■ **TEXTAUSZUG**
....................
30 Jahre nach Tschernobyl: Das Leben in der Zone

Nik Afanasjew

Von Nik Afanasjew

Fr, 22. April 2016 um 07:31 Uhr

Ausland

Vor 30 Jahren ereignete sich im sowjetischen Akw Tschernobyl die größte Atomkatastrophe der Geschichte. Die Uhren sind in dem verstrahlten Gebiet stehen geblieben. Eine Reportage.

Sie ist in Tschernobyl geboren und hie...ja mit Dana, ihrer einzigen Gefährtin.  | Foto: William Veder
Sie ist in Tschernobyl geboren und hier geblieben: Baba Walja mit Dana, ihrer einzigen Gefährtin. Foto: William Veder
Die Fische tauchen als dunkle Flecken im regungslosen Kanalwasser auf. Bis zu einen Meter lange, bewegliche Flecken. Es werden mehr, immer mehr. Zu viele, um sie zu zählen. Über den Kanal führt eine Eisenbahnbrücke, deren Gleise im Nichts enden. Zwischen Stahlschwellen bleibt die Sicht nach unten frei, auf die Fische, es sind Karpfen. Der Schwarm wächst immer schneller. Unkontrollierbar, wild.

Einige hundert Meter weiter erhebt sich zwischen wuchtigen Industrieruinen ein Schornstein aus einem Betonsarg. Tschernobyl. Am 26. April 1986 explodierte wegen eines missglückten Sicherheitstests Reaktorblock 4 des ukrainischen – damals: sowjetischen – Atommeilers. Seither sind Tausende Menschen an den Folgen des Unglücks gestorben, vielleicht auch Hunderttausende, über die Opferzahlen wird gestritten. Unbestreitbar aber steht Tschernobyl weltweit für die Angst vor der radioaktiven Strahlung.

Wegen dieser Strahlung wurden 30 Kilometer rund um Reaktorblock 4 zum Sperrgebiet erklärt, in dem niemand leben sollte, eigentlich. Wegen der Strahlung hat seit 30 Jahren niemand die Fische im Kanal behelligt. Dabei gibt es jemanden, der nichts lieber tun würde.

"Ich habe für mein Leben gerne geangelt. Jetzt kann ich das nicht mehr." Baba Walja
Walentina Borissowna Kucharenko ist 77, sie ist in Tschernobyl geboren und dort geblieben, als der Name Synonym für ein monströses Unglück wurde. Mit ganzem Namen müsse sie niemand anreden, erklärt Kucharenko, als sie an einem warmen Frühlingstag in dicker Fellweste in ihrer Türschwelle auftaucht. "Baba Walja genügt." Oma Walja also. Schwerfällig geht sie ins Haus und setzt sich an ihren Küchentisch. An den Wänden mit Blümchentapete hängen Landschaftsbilder, auch ein orthodoxer Kalender. Baba Walja legt die Hände übereinander. "Ich habe für mein Leben gerne geangelt. Jetzt kann ich das nicht mehr." Die Katastrophe hat dafür gesorgt, dass es so viele Fische gibt wie nie zuvor, aber auch dafür, dass niemand sie essen darf. Nicht einmal diese bittere Ironie konnte Baba Walja aus der Zone forttreiben.
....................
■ **SCHRIFTLICHE AUFGABE**
Warum gibt es laut der Reportage über Tschernobyl im Kanal so viele Fische wie nie zuvor, die trotzdem niemand essen darf? Antworte in ein bis drei Sätzen. Die Liste spielt hierfür keine Rolle.
....................
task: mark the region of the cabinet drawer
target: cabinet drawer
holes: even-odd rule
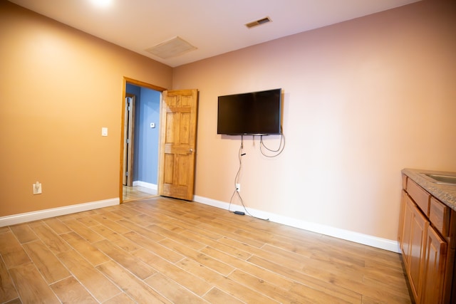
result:
[[[430,194],[410,179],[407,180],[407,192],[420,207],[421,211],[429,216],[429,200]]]
[[[450,211],[450,207],[434,197],[430,198],[429,219],[443,236],[448,236]]]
....................
■ **ANTWORT ZUR AUFGABE**
Beides geht auf die Katastrophe zurück. Sie hat dafür gesorgt, dass es so viele Fische gibt wie nie zuvor, und zugleich dafür, dass niemand sie essen darf. Wegen der Strahlung hat seit 30 Jahren niemand die Fische im Kanal behelligt.